======== SELECTION ========
Cooking should do the trick! Then puree it. You can even add a little garlic powder for more flavor!

Moms


----------



## Heartandsoul (Jan 5, 2012)

I also had to cook liver at first. I always got the impression that it was the consistency. He will eat anything now but toppings also helped. If your girl does ok with a little bit of cheese, you can try grating some really good parmesean or romano over the meal or mix some tripe in with it.


----------



## wolfy dog (Aug 1, 2012)

Or give the liver first when she is hungry and wait her out before you offer the main dish. Tough love often works. Same with the kids; you don't like your broccoli? Well, then you are not hungry and are free to go play.
You could check out Home. They have an organ mixture that may help you.


----------



## CUTiger (Feb 24, 2010)
========
▶ [TASK TO COMPLETE]: Carry on the forum thread about getting a dog to eat liver, picking up after its final line.
======== EXCERPTED DATA ========
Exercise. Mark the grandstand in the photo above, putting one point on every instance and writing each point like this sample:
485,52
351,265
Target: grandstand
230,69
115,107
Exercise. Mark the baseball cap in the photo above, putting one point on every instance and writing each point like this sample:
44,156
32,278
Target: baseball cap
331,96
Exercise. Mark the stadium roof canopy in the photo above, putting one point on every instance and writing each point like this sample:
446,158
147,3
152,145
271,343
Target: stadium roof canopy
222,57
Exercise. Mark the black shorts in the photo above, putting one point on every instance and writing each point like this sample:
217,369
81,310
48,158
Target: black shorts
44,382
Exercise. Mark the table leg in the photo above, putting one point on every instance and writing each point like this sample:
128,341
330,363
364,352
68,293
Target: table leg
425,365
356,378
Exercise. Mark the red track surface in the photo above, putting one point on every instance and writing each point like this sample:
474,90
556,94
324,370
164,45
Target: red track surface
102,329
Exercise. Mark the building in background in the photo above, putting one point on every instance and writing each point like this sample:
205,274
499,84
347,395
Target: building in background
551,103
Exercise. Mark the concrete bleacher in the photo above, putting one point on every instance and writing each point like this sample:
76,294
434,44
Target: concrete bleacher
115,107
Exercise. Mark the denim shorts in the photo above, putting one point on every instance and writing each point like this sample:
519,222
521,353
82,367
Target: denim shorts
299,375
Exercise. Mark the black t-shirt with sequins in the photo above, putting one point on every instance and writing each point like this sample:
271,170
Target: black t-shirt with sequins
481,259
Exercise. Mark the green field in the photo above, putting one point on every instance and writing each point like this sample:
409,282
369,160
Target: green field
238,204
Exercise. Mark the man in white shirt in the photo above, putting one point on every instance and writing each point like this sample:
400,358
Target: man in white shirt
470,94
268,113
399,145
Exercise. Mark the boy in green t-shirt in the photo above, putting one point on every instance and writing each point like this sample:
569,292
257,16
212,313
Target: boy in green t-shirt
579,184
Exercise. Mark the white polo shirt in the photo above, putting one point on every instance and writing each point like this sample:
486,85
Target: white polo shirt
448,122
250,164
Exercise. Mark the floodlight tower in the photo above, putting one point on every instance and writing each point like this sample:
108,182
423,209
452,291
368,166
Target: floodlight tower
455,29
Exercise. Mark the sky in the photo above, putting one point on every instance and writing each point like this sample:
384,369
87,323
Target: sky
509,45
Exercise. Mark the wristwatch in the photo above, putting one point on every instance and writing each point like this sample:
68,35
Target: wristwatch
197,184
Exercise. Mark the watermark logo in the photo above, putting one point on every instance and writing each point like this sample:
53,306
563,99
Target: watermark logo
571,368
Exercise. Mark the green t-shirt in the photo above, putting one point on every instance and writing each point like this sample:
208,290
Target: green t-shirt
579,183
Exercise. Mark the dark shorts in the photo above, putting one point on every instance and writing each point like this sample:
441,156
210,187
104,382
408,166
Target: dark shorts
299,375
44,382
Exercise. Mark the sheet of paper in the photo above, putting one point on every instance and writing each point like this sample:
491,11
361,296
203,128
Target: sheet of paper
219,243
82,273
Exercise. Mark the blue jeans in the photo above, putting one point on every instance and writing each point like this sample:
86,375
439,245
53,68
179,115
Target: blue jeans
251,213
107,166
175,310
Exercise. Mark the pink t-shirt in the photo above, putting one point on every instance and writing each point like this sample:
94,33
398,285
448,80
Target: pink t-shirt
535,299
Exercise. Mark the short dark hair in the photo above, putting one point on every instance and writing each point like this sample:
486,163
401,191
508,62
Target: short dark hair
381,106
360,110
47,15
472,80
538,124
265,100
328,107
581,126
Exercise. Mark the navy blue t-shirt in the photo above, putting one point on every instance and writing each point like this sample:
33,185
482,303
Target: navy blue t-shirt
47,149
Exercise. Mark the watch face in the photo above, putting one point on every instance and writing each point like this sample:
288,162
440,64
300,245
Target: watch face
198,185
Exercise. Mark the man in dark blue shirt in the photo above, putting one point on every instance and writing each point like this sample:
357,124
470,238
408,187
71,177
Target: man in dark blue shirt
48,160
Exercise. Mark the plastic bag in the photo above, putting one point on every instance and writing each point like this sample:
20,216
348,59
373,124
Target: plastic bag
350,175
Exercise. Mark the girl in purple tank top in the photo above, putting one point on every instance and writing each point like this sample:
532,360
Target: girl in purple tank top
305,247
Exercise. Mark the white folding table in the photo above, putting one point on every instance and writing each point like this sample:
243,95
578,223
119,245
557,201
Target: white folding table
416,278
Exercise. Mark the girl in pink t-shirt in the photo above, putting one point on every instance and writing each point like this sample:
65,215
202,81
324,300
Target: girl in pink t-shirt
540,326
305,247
========
▶ [RESULT OF THE TASK]:
Sounds like I'll be mincing liver and hiding it for a while since that seems to be what works. She does like cheese and does well with it so I'll try that. Of course she may like it too much and start to only eat her meal with cheese. Also I've decided that I disliked cooking it more than I dislike mincing it. Haha. 

As for the deer it's good to know that I have another option if/when chicken and turkey liver is not readily available. Luckily there have been no cases of CWD in South Carolina, I believe that's still mostly a Midwest issue as well. 

Thanks for all of the great information so far!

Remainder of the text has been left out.